Format the data below as a JSON list of strings, one string per line with blank lines dropped. Cover only the lines beginning with the one that contains "the toad's golden" and continuing through the one that contains "215], [496, 104]]", both included.

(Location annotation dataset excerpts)
· · · · · · ·

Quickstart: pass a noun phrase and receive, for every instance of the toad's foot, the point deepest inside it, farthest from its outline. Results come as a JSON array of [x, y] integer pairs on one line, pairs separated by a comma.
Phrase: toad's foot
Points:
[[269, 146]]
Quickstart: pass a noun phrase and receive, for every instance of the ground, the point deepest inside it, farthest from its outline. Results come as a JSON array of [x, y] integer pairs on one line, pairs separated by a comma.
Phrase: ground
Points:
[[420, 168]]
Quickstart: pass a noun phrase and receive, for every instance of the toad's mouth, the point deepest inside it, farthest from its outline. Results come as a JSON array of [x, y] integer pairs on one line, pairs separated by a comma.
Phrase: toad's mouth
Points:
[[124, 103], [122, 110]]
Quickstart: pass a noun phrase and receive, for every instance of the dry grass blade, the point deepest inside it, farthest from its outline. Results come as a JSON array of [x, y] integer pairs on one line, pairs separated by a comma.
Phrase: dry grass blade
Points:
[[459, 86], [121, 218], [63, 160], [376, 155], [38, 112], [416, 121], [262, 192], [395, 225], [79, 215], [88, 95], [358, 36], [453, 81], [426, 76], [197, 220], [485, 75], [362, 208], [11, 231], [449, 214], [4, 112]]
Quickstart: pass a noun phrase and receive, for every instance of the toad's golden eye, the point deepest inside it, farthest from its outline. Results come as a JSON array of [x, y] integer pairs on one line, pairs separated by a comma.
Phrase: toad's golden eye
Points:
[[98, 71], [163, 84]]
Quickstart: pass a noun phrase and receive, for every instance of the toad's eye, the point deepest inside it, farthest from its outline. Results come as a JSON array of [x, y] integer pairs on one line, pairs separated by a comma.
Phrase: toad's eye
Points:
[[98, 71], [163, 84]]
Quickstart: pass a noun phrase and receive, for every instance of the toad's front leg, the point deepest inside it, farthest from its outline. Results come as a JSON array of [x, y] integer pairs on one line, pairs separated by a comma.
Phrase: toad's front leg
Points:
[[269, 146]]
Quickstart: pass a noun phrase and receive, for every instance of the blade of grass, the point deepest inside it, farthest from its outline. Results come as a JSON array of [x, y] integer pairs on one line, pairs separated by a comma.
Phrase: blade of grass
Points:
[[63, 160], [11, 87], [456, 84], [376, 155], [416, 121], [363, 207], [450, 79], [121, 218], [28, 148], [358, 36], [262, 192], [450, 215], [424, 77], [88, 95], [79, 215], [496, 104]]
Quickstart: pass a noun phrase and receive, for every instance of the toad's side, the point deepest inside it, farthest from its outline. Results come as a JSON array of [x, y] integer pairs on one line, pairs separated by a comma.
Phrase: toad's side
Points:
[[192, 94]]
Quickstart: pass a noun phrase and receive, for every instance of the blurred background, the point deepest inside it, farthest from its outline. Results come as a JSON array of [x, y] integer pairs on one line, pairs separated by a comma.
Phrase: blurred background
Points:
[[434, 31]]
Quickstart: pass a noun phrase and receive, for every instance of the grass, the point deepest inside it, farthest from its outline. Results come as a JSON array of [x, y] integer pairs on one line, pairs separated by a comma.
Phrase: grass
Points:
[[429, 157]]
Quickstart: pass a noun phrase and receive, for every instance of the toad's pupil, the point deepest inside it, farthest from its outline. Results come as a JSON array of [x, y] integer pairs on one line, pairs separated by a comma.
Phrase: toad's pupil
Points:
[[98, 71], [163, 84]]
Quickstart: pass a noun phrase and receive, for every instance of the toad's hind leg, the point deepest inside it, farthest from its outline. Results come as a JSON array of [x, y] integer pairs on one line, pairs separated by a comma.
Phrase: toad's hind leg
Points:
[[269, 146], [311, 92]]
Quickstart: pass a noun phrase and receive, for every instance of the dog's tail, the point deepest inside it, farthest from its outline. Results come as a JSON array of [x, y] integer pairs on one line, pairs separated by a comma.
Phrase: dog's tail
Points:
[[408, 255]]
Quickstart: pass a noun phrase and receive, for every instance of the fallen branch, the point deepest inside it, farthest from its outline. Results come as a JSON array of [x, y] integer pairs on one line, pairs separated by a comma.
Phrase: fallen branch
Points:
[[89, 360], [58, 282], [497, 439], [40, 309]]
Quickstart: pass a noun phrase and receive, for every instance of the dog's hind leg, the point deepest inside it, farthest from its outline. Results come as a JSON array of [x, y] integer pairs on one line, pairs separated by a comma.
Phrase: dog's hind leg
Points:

· · · · · · ·

EXERCISE OUTPUT:
[
  "Quickstart: pass a noun phrase and receive, for every instance of the toad's golden eye, the point deepest inside it, farthest from its outline. Results come as a JSON array of [x, y] integer pairs on one line, pairs separated by a comma.",
  "Phrase: toad's golden eye",
  "Points:",
  "[[98, 71], [163, 84]]",
  "Quickstart: pass a noun phrase and receive, for every instance of the toad's eye, the point deepest inside it, farthest from its outline. Results come as a JSON array of [x, y] integer pairs on one line, pairs separated by a comma.",
  "Phrase: toad's eye",
  "Points:",
  "[[98, 71], [163, 84]]",
  "Quickstart: pass a noun phrase and receive, for every instance of the toad's front leg, the point deepest inside it, farthest from its outline. Results come as a JSON array of [x, y] integer pairs on one line, pairs separated by a comma.",
  "Phrase: toad's front leg",
  "Points:",
  "[[269, 146]]",
  "Quickstart: pass a noun phrase and receive, for every instance of the blade of grass, the point deepest inside it, farthest from its outline. Results come as a JSON array of [x, y] integer pairs on one line, pairs separated by a comma.",
  "Phrase: blade of grass",
  "Points:",
  "[[63, 160], [11, 87], [456, 84], [376, 155], [416, 121], [363, 207], [450, 79], [121, 218], [28, 148], [358, 36], [262, 192], [450, 215], [424, 77], [88, 95], [79, 215], [496, 104]]"
]